--- Provided entries ---

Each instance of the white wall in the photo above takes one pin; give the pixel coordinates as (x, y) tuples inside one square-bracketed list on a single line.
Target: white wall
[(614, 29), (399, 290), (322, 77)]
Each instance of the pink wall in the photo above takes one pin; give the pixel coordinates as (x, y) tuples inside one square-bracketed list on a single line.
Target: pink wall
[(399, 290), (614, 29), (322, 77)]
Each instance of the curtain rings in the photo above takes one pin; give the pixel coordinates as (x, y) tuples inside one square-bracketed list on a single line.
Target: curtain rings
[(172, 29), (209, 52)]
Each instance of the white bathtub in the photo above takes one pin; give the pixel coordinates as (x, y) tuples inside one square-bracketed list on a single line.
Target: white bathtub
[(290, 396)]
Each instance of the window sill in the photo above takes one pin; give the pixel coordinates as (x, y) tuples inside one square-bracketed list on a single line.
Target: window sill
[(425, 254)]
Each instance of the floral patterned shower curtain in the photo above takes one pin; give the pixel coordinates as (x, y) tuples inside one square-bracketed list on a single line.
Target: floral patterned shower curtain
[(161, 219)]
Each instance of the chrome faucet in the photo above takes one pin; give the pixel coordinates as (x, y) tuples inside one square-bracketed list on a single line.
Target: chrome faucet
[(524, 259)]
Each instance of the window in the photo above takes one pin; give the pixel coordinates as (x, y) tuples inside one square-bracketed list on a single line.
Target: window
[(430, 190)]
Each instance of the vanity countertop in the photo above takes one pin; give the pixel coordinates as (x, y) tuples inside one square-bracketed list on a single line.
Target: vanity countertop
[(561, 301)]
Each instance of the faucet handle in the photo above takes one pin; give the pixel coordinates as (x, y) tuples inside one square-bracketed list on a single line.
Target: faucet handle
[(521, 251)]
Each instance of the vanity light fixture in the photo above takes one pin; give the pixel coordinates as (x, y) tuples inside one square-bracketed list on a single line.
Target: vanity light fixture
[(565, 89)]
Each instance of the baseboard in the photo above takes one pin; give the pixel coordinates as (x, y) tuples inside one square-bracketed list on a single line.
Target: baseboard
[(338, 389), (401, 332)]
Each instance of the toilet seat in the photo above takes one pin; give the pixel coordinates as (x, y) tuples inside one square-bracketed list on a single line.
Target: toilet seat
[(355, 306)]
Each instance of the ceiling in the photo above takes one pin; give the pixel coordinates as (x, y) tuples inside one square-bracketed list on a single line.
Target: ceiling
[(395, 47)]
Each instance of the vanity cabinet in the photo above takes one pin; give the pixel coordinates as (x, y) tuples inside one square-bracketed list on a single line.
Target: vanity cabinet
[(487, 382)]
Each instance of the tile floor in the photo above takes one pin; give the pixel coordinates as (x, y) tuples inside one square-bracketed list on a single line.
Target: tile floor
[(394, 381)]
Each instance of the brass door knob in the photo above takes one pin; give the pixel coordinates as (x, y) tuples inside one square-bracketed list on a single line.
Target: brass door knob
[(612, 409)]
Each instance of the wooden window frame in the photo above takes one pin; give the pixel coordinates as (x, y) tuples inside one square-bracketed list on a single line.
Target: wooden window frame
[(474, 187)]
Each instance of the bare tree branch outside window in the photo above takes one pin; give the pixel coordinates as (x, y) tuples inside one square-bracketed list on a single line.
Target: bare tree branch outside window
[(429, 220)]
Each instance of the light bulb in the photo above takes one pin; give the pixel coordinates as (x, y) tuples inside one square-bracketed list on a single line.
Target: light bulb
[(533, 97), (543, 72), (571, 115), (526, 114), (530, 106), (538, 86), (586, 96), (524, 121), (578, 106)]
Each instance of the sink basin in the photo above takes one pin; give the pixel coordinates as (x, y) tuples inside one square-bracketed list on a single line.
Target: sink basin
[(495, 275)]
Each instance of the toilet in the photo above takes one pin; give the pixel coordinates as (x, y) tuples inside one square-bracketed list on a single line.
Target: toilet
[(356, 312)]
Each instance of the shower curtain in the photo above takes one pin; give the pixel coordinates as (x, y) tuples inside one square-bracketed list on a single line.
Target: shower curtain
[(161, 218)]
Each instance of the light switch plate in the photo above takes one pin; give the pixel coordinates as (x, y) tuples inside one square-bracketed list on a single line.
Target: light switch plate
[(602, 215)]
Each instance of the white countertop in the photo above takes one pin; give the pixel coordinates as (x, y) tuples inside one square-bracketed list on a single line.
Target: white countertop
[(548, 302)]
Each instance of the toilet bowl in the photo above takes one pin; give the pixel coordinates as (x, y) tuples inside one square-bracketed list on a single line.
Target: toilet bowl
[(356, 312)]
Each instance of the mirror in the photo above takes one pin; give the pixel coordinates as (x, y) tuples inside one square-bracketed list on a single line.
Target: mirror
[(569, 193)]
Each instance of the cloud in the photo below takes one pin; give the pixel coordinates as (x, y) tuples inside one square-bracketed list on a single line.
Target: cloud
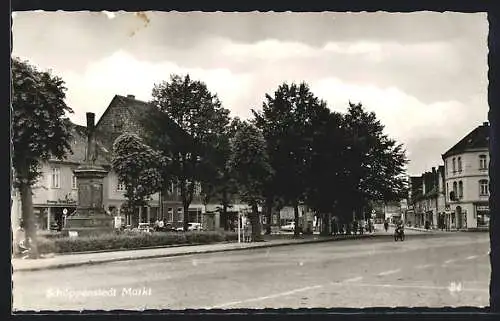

---

§ **Your goal**
Give the lines from the start of the records through the line containing "[(290, 396)]" (that line included) as a JSON list of strings, one string per line, with blank lines left out.

§ **Correct response**
[
  "Each instance of the white wall in the photo above takes one pin; give the pixel coordinates as (x, y) tuples inside one square-bracketed list on a single line.",
  "Target: white wall",
  "[(614, 29), (399, 290), (322, 77)]",
  "Each instance of the pink wall in the photo above takes one pin; give the pixel coordinates as (x, y) tuples inside one square-bracketed list on a single line.",
  "Target: pink wall",
  "[(399, 290), (614, 29), (322, 77)]",
  "Each instance of the curtain rings in the photo above takes one pin; give the pixel coordinates as (x, y) tuples inside one square-bracketed list on a single line.",
  "Target: curtain rings",
  "[(172, 29), (209, 52)]",
  "Each instance of the white bathtub in the photo above takes one pin; give the pixel coordinates as (x, y) tuples inside one square-bracketed list on a single line.",
  "Target: white bathtub",
  "[(290, 396)]"
]